Translate this sentence from the SIEM roadmap excerpt below into Spanish: "Any unauthorised activity or suspicious activity has to be alerted."

━━━ Excerpt

Year 2: Advance event/flows, application (layer-7) level monitoring correlations, Threat detection/hunting and threat modelling

  • SIEM
    • Add flow monitoring and create use cases with flows like large html packets, clear text username and password, clear text card information etc.

    • Perform 100% coverage for critical log sources; Include enterprise applications in the order of risk

    • Customization and Integration of application log sources via parsers / uDSM

    • Leverage user behavior analytics functions of an SIEM with authentication sources

    • Improve alert management with context

  • Use Cases – Improve use cases to include multi-device use cases
    • Privileged Access Monitoring – Monitor administrative activities and alerts for violations. Accounts having privileged access, e.g. Admin, sudo should be monitored on activity performed by ID. Any unauthorised activity or suspicious activity has to be alerted.

    • Back Doors – malwares and back doors and remote known exploits detected

    • Social (e.g. Phishing, Threat Intel.) - Communication to known malware sites such as Botnet Cnc, Phishing, Watering hole etc., Tactical threat feed integration

    • Vulnerability Management - Detects vulnerability scanning of the hosts

    • Anomaly (Behaviour) –

      • Identify the DNS traffic generated from non-DNS Servers or non-standard ports
      • Reports a remote host attempting reconnaissance or suspicious connections on common local web server ports to more than 60 hosts in 10 minutes.
    • DDOS - Detect DOS/DDOS attacks such as sudden spikes in network bandwidth usage with net flow

    • Configuration Changes – Monitor and alert for configuration and system file changes on critical servers, applications and network devices

    • Physical Security – Verify physical security access logs for multiple failures and integrate with logical authentication logs for violation and context

    • Business Policy – Business policy violations like logons during non-working hours, direct database connections/queries.

    • File Transfer - Detect file transfer activity from sensitive servers such as DB or SAP servers or file servers

  • Processes
    • Create Run Book– For each use case define validation, containment, eradication and recovery steps.

━━━━━━
━━━ Data supplied

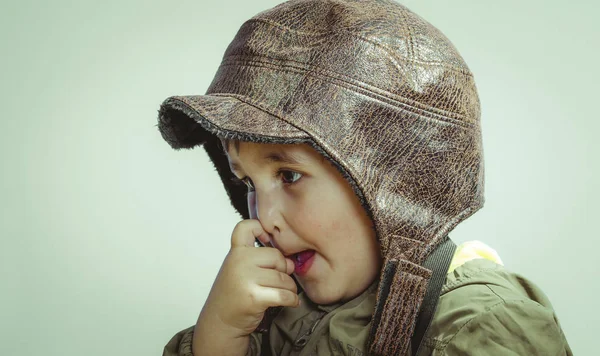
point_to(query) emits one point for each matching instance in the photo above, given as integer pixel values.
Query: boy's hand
(250, 280)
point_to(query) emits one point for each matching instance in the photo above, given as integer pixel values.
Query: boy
(347, 135)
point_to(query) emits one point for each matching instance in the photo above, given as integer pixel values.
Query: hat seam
(365, 91)
(388, 50)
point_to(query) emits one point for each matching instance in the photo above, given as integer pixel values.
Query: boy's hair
(226, 143)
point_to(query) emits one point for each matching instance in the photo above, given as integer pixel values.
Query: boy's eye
(289, 177)
(248, 183)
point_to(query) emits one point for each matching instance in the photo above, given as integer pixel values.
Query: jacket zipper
(302, 341)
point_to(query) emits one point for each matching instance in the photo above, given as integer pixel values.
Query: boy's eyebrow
(274, 157)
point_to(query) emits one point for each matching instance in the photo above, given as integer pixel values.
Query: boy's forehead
(264, 153)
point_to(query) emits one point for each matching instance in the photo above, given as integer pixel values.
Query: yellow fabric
(471, 250)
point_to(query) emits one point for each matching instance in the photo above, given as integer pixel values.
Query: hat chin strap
(406, 300)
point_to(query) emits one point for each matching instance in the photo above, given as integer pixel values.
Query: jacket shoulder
(485, 309)
(181, 343)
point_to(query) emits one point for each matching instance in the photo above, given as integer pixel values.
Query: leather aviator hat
(385, 97)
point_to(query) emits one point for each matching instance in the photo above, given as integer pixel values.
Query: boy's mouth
(302, 261)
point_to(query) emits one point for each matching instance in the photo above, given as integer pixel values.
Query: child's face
(308, 205)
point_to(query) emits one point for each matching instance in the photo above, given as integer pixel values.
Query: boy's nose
(265, 211)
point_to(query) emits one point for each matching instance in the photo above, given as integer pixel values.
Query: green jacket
(484, 309)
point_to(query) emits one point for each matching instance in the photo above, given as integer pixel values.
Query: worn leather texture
(381, 93)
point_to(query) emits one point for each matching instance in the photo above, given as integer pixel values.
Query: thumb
(246, 231)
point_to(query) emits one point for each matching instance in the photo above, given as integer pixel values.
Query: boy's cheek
(252, 205)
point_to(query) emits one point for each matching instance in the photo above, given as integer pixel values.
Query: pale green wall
(104, 228)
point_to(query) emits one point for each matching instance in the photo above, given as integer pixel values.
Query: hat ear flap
(401, 292)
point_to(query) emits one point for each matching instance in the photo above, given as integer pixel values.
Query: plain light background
(110, 240)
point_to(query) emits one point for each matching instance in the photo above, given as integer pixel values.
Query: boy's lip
(301, 268)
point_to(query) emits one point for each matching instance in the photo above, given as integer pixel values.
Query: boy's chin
(320, 297)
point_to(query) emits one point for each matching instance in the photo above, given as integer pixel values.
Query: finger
(246, 231)
(270, 257)
(275, 279)
(274, 297)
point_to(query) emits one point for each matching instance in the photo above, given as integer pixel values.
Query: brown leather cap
(382, 94)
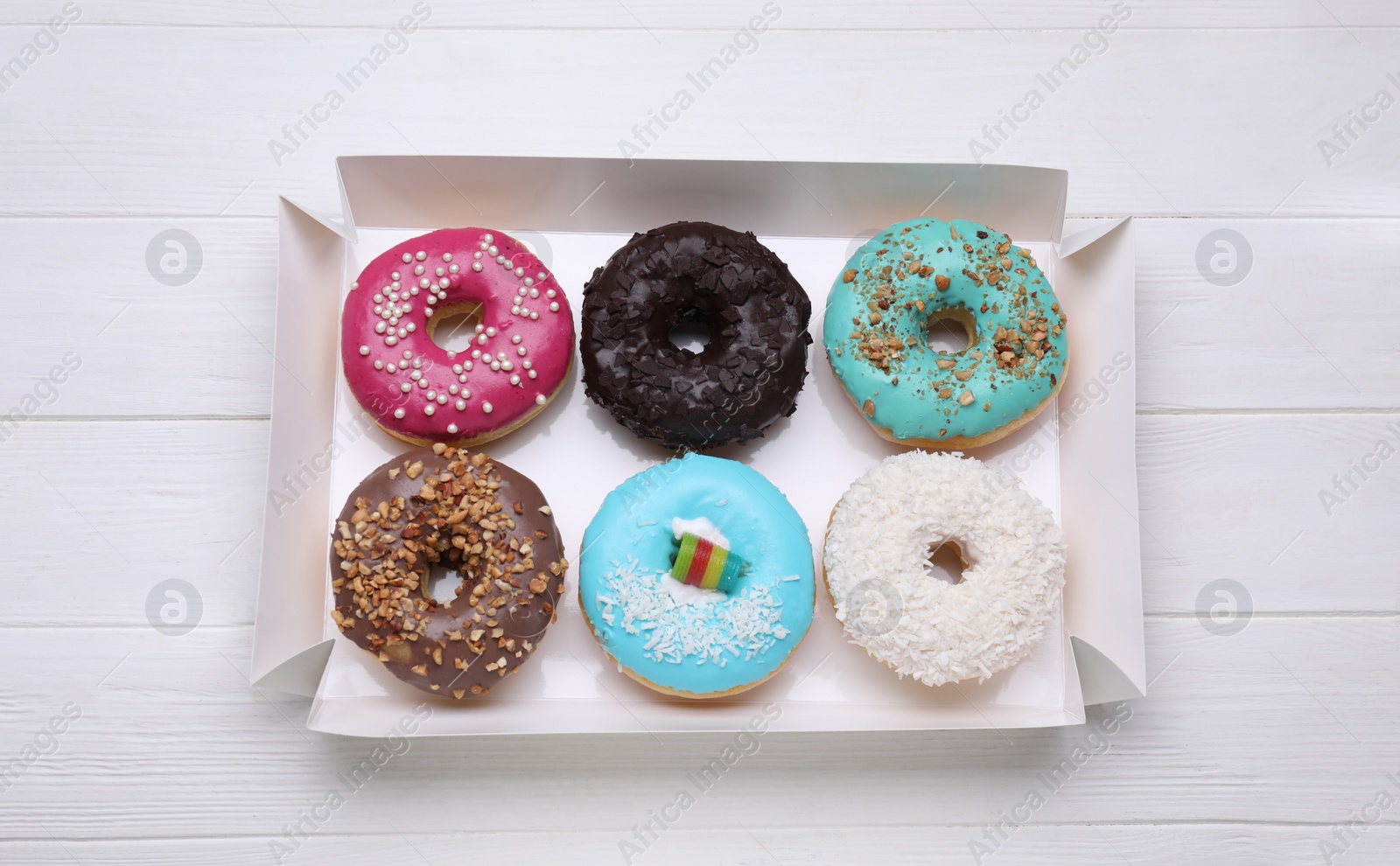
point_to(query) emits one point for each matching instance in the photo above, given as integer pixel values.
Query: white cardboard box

━━━━━━

* _Finished exercise_:
Se debe generar una alerta ante cualquier actividad no autorizada o actividad sospechosa.